Supplied data.
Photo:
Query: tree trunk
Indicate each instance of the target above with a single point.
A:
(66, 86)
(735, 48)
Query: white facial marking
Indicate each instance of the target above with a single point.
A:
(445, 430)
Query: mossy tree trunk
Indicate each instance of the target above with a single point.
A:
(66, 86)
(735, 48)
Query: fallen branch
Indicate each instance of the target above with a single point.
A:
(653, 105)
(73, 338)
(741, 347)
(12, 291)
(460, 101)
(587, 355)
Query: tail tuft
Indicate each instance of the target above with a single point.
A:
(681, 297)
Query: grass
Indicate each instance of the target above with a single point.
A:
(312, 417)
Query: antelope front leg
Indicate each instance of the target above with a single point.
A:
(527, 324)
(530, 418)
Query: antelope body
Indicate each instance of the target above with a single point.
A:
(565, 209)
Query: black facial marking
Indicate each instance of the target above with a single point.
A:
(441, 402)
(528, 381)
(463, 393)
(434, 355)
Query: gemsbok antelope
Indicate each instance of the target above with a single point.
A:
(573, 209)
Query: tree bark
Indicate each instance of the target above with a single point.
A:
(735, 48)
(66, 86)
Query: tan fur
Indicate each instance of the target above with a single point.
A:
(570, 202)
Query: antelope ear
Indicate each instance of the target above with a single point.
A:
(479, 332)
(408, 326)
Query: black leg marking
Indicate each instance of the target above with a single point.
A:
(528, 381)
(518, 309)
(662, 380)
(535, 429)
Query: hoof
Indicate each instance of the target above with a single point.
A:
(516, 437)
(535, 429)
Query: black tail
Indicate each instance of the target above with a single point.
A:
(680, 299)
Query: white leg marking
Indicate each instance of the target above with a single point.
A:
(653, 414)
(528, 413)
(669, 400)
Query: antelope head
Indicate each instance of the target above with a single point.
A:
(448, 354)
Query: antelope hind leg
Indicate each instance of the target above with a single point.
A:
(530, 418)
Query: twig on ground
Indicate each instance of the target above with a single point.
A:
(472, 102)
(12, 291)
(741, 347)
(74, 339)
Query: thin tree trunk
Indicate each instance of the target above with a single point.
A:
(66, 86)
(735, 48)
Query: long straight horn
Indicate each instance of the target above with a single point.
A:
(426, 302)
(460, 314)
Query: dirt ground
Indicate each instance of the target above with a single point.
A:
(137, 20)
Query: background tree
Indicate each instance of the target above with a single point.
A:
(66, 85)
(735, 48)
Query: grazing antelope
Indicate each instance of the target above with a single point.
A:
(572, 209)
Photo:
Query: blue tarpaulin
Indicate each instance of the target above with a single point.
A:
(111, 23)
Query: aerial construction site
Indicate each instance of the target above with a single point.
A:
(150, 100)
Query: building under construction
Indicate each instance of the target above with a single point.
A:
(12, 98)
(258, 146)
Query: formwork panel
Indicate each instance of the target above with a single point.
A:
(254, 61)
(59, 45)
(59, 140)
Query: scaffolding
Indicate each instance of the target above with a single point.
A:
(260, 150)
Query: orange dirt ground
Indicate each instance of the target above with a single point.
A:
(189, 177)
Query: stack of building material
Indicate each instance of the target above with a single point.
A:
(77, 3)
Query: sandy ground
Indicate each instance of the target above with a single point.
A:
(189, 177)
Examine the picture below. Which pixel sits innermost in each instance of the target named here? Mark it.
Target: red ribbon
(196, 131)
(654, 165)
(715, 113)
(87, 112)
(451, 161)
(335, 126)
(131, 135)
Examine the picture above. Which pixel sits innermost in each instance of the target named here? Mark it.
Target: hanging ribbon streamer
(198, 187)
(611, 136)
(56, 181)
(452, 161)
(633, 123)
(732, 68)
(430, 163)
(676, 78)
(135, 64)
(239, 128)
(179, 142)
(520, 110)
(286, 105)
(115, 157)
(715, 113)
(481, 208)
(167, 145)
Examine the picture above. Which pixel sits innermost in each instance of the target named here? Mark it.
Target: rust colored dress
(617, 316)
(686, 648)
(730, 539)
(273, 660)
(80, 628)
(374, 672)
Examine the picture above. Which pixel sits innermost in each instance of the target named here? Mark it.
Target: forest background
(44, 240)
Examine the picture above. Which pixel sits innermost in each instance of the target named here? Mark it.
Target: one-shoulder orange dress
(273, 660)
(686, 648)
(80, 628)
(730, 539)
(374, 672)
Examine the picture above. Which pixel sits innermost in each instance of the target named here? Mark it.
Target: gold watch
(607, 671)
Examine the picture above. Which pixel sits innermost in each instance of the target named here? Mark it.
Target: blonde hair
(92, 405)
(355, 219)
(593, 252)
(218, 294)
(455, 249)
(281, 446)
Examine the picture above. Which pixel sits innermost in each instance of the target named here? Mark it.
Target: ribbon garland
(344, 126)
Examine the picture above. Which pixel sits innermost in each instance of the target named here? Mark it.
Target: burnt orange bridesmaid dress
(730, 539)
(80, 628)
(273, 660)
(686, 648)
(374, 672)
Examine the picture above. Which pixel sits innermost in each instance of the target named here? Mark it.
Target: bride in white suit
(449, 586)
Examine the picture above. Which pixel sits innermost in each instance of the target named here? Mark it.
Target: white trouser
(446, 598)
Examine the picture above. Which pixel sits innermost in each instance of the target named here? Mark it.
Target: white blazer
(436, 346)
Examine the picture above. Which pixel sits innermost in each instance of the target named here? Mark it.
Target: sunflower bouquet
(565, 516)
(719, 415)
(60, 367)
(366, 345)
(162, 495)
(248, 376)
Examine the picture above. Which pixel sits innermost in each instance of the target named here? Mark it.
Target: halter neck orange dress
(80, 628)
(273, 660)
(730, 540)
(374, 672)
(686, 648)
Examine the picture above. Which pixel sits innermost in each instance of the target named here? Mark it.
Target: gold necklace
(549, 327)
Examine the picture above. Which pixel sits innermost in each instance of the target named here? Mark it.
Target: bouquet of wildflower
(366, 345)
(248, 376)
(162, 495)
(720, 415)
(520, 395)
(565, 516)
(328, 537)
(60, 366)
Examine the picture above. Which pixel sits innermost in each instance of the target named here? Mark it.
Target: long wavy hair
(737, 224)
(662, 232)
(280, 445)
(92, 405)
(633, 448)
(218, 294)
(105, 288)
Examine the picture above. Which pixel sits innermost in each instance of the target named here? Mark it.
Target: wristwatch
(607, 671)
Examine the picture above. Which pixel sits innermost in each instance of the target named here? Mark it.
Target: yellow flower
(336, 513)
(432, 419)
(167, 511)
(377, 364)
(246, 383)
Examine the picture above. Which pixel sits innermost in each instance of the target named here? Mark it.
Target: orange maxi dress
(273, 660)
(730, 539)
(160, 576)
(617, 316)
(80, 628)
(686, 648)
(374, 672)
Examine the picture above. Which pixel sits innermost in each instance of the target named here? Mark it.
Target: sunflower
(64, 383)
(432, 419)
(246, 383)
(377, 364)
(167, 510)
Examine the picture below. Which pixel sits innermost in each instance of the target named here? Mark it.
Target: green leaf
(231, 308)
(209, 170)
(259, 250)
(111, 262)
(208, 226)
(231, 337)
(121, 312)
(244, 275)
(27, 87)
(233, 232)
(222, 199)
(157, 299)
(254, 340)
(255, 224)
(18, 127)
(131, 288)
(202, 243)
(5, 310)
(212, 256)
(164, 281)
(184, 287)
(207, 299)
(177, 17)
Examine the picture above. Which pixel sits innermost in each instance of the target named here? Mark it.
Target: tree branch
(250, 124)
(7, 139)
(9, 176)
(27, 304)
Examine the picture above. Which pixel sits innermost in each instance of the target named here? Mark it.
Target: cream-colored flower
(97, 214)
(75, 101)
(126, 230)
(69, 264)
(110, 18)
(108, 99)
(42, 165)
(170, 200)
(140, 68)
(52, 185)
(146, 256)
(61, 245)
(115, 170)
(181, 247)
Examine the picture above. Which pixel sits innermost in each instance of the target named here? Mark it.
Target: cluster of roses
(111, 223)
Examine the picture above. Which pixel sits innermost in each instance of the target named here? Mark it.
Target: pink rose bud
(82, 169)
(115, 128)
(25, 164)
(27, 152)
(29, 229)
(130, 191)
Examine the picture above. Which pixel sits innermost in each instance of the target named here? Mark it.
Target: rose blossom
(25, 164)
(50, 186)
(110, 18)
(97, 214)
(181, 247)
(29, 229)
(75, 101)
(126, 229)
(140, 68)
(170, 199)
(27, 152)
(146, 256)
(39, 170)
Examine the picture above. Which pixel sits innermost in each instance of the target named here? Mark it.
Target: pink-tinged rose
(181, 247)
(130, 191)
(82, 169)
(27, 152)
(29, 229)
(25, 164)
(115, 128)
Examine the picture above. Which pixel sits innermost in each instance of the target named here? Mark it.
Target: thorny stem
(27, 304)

Exercise description. Pick out each line of the material above that contains the word "orange", and copy every such line in full.

Response.
Query: orange dirt ground
Target: one-shoulder orange dress
Target: burnt orange bridesmaid dress
Target: halter neck orange dress
Target: orange maxi dress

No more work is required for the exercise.